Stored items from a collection

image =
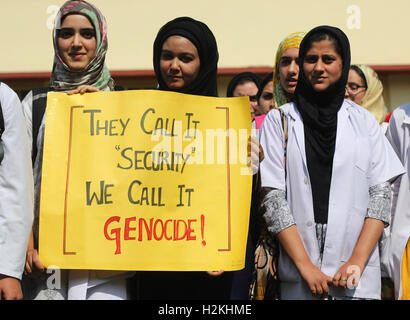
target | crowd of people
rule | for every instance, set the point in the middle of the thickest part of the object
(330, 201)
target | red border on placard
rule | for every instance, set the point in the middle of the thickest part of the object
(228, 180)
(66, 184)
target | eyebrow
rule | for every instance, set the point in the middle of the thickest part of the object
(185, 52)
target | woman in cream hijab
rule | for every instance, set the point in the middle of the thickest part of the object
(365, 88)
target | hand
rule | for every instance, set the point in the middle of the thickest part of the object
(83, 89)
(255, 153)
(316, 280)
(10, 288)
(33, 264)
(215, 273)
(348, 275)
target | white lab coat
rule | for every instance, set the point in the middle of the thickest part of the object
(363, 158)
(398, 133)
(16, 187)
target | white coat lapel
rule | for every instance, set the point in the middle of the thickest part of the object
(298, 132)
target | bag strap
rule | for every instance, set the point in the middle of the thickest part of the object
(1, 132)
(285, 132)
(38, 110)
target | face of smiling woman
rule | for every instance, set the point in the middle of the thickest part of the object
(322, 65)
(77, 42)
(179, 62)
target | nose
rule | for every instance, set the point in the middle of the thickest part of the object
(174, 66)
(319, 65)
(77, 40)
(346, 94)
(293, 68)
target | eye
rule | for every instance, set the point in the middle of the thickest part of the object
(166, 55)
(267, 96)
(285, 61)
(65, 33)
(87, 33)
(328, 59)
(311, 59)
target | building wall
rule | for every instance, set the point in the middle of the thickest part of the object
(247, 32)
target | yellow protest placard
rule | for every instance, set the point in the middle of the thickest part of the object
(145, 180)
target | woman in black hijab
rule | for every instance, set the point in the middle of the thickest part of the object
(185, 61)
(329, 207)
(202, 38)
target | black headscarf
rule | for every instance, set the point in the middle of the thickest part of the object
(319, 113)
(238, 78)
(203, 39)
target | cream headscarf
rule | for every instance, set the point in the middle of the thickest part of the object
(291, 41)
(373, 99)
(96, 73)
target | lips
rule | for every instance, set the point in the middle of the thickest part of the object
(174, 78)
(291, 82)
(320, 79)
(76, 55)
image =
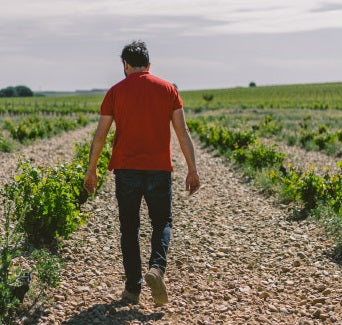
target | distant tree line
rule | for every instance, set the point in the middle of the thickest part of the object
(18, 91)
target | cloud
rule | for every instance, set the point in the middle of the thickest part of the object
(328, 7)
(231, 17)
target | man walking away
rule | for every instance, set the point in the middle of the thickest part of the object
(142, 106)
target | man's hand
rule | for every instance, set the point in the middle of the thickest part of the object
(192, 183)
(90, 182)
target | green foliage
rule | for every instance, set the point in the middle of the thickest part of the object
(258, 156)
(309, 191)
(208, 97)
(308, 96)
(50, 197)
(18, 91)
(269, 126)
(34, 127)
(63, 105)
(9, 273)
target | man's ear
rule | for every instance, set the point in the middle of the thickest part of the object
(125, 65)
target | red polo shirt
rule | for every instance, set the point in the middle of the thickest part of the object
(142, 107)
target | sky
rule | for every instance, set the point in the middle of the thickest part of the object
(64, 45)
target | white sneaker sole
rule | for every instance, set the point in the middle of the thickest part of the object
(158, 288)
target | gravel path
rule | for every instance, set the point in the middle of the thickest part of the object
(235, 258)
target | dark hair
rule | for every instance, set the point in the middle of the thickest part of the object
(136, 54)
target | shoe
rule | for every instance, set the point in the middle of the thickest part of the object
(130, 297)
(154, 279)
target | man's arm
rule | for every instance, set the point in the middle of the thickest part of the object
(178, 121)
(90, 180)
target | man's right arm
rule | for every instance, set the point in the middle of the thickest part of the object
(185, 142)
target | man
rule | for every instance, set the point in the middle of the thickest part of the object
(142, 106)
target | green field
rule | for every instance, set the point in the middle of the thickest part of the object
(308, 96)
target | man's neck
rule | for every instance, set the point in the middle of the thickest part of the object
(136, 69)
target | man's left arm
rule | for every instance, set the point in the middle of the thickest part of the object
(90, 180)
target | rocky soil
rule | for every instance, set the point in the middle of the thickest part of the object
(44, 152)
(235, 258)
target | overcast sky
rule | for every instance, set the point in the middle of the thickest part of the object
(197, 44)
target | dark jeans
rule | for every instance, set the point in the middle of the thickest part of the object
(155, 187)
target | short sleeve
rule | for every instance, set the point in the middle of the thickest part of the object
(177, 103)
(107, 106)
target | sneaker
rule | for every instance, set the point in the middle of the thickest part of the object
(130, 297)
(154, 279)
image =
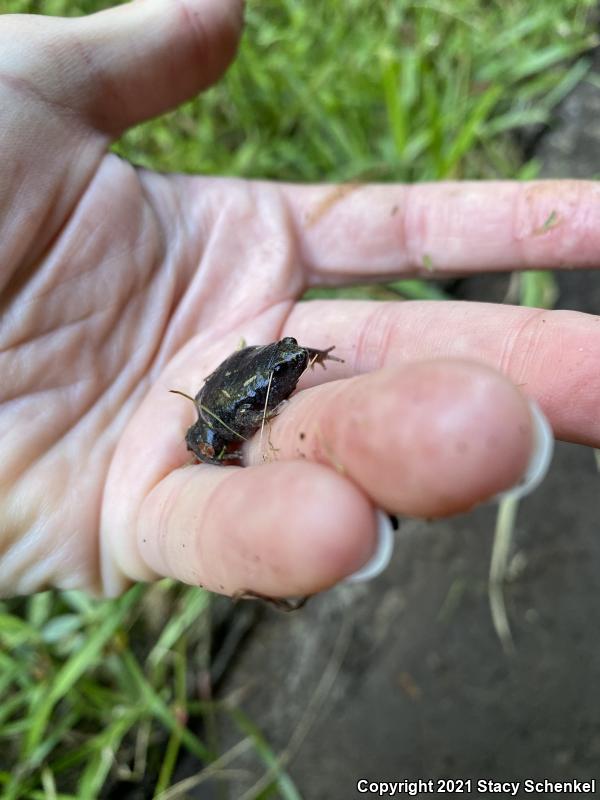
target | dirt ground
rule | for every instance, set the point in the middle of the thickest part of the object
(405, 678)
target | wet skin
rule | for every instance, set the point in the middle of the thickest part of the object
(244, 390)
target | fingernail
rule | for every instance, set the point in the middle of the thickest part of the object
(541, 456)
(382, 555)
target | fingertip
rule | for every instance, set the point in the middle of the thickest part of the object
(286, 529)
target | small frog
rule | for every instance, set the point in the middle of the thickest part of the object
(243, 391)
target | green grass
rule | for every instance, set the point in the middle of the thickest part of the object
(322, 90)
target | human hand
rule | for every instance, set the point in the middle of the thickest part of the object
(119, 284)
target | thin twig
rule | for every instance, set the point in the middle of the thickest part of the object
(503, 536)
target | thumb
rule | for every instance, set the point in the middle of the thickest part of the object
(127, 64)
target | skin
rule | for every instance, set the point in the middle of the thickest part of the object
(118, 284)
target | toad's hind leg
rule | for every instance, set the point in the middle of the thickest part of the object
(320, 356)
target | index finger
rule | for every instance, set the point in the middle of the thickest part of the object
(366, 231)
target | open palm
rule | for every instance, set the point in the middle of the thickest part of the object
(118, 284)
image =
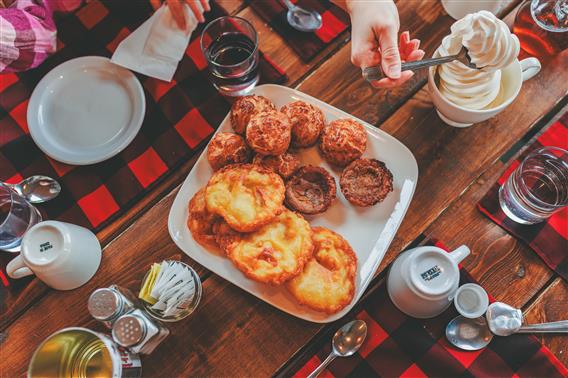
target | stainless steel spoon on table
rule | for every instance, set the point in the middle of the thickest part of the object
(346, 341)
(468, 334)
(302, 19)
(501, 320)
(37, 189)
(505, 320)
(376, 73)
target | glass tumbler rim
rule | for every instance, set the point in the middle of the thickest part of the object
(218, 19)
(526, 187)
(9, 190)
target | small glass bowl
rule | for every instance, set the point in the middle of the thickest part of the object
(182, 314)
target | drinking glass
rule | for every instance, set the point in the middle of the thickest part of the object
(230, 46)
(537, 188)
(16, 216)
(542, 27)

*EXERCISE REQUIREMENTS*. Go through the data above and transcribe it in full, omitting any image.

*TASK RESULT*.
image =
target | crowd of people
rule | for every instance, set the point in the middle of the thickest part of the object
(330, 201)
target | red border on placard
rule | for every instance, set the point in the middle of the thickest part of the object
(228, 180)
(66, 184)
target | eyebrow
rule | for every instance, set the point in the middle of the thickest part of the object
(185, 52)
target | woman in cream hijab
rule | for every instance, set the point in the middle of the thickest part of the object
(365, 88)
target | hand
rule | for every instance, set the point in the middle of the thickest part of the object
(83, 89)
(255, 153)
(316, 280)
(10, 288)
(33, 264)
(215, 273)
(348, 275)
target | white lab coat
rule | for every instance, set the point in the middle of the thickest part of the object
(363, 158)
(398, 133)
(16, 187)
target | white coat lapel
rule | for every instance, set the point in the middle of the thickest part of the object
(298, 132)
target | bag strap
rule | for every instance, set the point in the middle of the thickest part of the object
(1, 132)
(285, 132)
(38, 110)
target | face of smiling woman
rule | for every instance, set the point in the middle of the thickest part of the object
(322, 65)
(77, 42)
(179, 62)
target | nose
rule | for every instance, set the point in the middle of the thickest part of the object
(174, 66)
(319, 65)
(77, 40)
(346, 94)
(293, 68)
target | eye
rule | for every instance, set the point in the middle of the thickest part of the object
(166, 55)
(267, 96)
(285, 61)
(65, 33)
(87, 33)
(328, 59)
(311, 59)
target | building wall
rule | for every instance, set the point in the middle of the thickest part of the object
(247, 32)
target | yellow protest placard
rule | for every instance, set the point in the middle of the thickest part of the object
(145, 180)
target | woman in black hijab
rule | for every instance, set the point in the middle of the thickest part of the object
(185, 61)
(329, 207)
(202, 38)
target | black headscarf
rule | for every instance, set the point in the middle of the thickest part of the object
(319, 113)
(238, 78)
(203, 39)
target | cream headscarf
rule | for every instance, set the point in the middle of the thickest part of the object
(291, 41)
(373, 99)
(96, 73)
target | lips
rule | for every instance, set the point in the middle of the thickest part of the object
(174, 78)
(291, 82)
(320, 79)
(76, 55)
image =
target | distant tree line
rule | for every instance, set the point in the middle of the thickest part of the object
(18, 91)
target | cloud
rule | for every instance, set the point in the middle of the thickest part of the object
(328, 7)
(231, 17)
target | man walking away
rule | for every instance, set the point in the middle of the thickest part of the object
(142, 106)
target | man's hand
rule | for every instance, set the point in the middle of the thickest part of the object
(192, 183)
(90, 182)
target | green foliage
rule | for every instance, set the point in the middle of the thickest part of the object
(258, 156)
(309, 191)
(208, 97)
(308, 96)
(50, 197)
(18, 91)
(269, 126)
(34, 127)
(63, 105)
(9, 273)
target | man's ear
rule | for every instance, set the point in the middle of the thickest part of the object
(125, 65)
target | red polo shirt
rule | for every instance, set the point in the middle of the thickest part of the object
(142, 107)
target | sky
rule | for every instance, set the point in the middle of the thickest part of the object
(64, 45)
target | white sneaker sole
rule | for every instance, set the point in the middle of the thickest part of the object
(158, 288)
target | gravel path
rule | for every instance, set the point in the middle of the thickest part of the object
(235, 258)
target | dark hair
rule | for every instance, set the point in the middle of the thickest part of the object
(136, 54)
target | shoe
rule | for every instance, set the point in the middle of the thickest part of the object
(130, 297)
(154, 279)
target | man's arm
rule | for every instance, set the point in the middle of the thickest part of the object
(178, 121)
(90, 180)
target | man's right arm
rule | for every instance, set the point in the middle of the thickest part of the object
(185, 142)
target | man
rule | for every instance, set the point in the middle of the thickest part of the object
(142, 106)
target | green field
rule | for every instance, set the point in the middle of the thickest part of the object
(308, 96)
target | man's neck
rule | for every instance, set the point in the middle of the thickest part of the object
(136, 69)
target | man's left arm
rule | for every instance, set the point in the middle of the thickest part of the object
(90, 180)
target | rocky soil
rule | for every instance, set the point in the middle of the thickest part of the object
(44, 152)
(235, 258)
target | overcast sky
rule | for every instance, set the point in the middle of the thickest part of the object
(197, 44)
target | dark jeans
rule | for every instance, set the point in the middle of the thickest part of the object
(155, 187)
target | short sleeve
rule | for every instance, set the point in the middle of the thickest part of the object
(177, 103)
(107, 106)
target | sneaker
rule | for every instance, set the point in the middle of the thickest part of the object
(130, 297)
(154, 279)
image =
target | dirt ground
rule | for every instance, set the point in the middle of the thickest part of the object
(405, 678)
target | wet skin
rule | for every instance, set the point in the middle of the thickest part of the object
(244, 390)
target | fingernail
rule | for every instance, set the point in the middle of the thickest part of the object
(541, 456)
(382, 555)
target | fingertip
rule | for every instance, set the point in the middle of the thickest part of the object
(286, 529)
target | small frog
rule | for every instance, set the point in the middle of the thickest part of the object
(243, 391)
target | green grass
rule | for every instance, set the point in the middle of the thickest part of the object
(322, 90)
target | human hand
rule | for every instance, set the point in the middle of the thickest part of the object
(119, 284)
target | thin twig
rule | for every instance, set the point in the middle of the thickest part of the object
(503, 536)
target | thumb
rule | for every instance, set the point in the middle of the thickest part of the object
(127, 64)
target | skin
rule | for every instance, set the point in the middle of the thickest part of the object
(118, 284)
target | toad's hind leg
rule | for every instance, set the point in the middle of the thickest part of the object
(320, 356)
target | index finger
rule | for every instance, set the point in the middle of the thickest part of the object
(366, 231)
target | open palm
rule | for every instance, set the point in the middle of the thickest part of the object
(118, 284)
image =
target | stainless steel spoon on table
rule | for every instance, set the point in the middle of the thickest part of the object
(346, 341)
(468, 334)
(302, 19)
(501, 320)
(37, 189)
(505, 320)
(376, 73)
target | glass tumbler rim
rule | for every instance, set the point in the middle of the thickest part of the object
(218, 19)
(526, 187)
(9, 190)
target | small glass bowl
rule | for every instance, set the point in the middle of the thickest part of the object
(182, 314)
target | drinking glass
rule | for every instance, set the point in the middle of the thickest part of the object
(230, 46)
(537, 188)
(16, 216)
(542, 27)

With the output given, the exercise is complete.